**** Selected text
It was with that mild hope that I approached Joker: Folie a Deux. They got all of the boring, poorly conceived backstory out of the way, after all. Mopey, misunderstood Arthur Fleck was gone, and cruel, crazy Joker was here. Finally, Phoenix would be let loose, freed from the peculiar conscience that his character was burdened with in the first movie. Maybe this would be fun?


Comedy Has Been Cancelled

Joaquin Phoenix as Arthur Fleck / Joker in the back of a police car.
Credit: Warner Bros. Pictures

While awaiting trial in Arkham Asylum—Uh, I mean Arkham State Hospital—for the murders he committed that lead to the riots in Gotham, Arthur Fleck (Phoenix) meets Lee (Lady Gaga), a fellow inmate obsessed with his ‘Joker’ persona, who pulls him out of his stupor and gives him something to live for.
********
| Work order 1 |
According to the Joker passage, why did the writer approach Joker: Folie a Deux with mild hope? Answer in one to three sentences.
| Work order 2 |
Please decide whether each statement agrees with the Joker passage, answering yes or no and quoting the deciding words. (a) Lee is a fellow inmate. (b) Arthur Fleck is awaiting trial for theft. (c) The writer expected Phoenix's character to remain weighed down by his conscience.
The data after this point is separate material from the Joker passage.
**** Provided material
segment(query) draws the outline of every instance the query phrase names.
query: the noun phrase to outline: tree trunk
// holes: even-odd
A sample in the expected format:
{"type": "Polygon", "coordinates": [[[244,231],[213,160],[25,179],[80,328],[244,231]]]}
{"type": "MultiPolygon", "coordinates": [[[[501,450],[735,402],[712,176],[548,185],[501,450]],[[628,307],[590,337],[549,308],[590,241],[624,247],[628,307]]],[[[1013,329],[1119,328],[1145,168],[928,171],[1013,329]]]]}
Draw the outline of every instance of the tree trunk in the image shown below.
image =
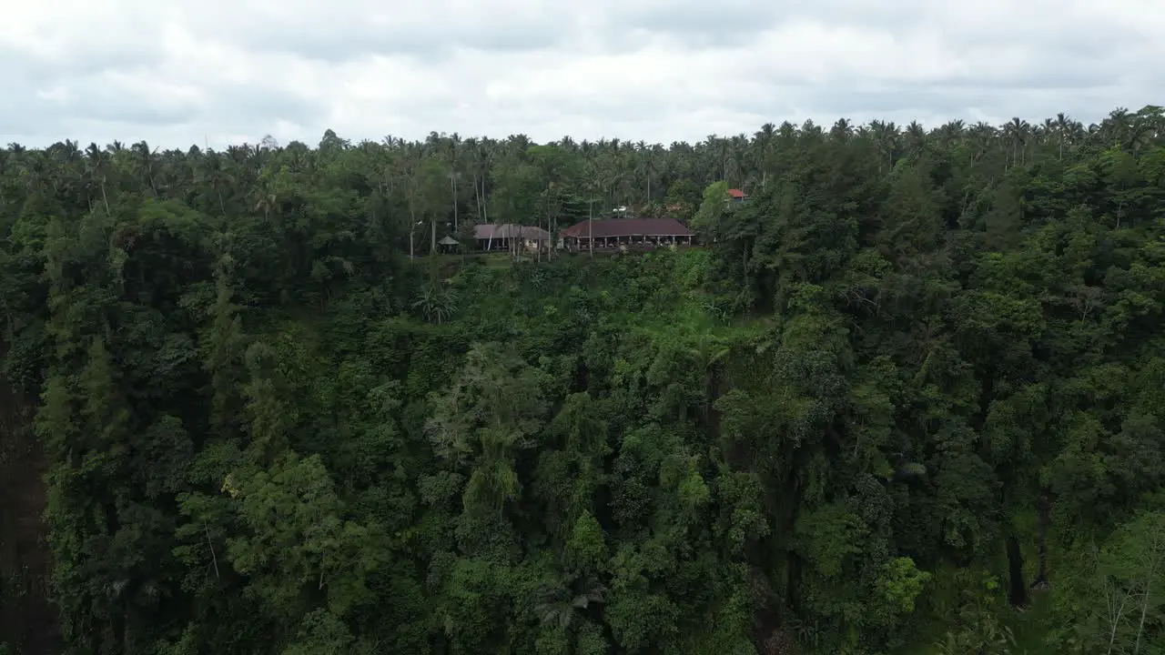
********
| Written reply 1 |
The writer felt the first film had already dealt with the boring, poorly conceived backstory. Mopey, misunderstood Arthur Fleck was gone and cruel, crazy Joker had arrived, so Phoenix could be let loose and freed from the conscience his character carried in the first movie.

| Written reply 2 |
(a) Yes: "a fellow inmate obsessed with his ‘Joker’ persona"
(b) No: "for the murders he committed that lead to the riots in Gotham"
(c) No: "freed from the peculiar conscience that his character was burdened with in the first movie"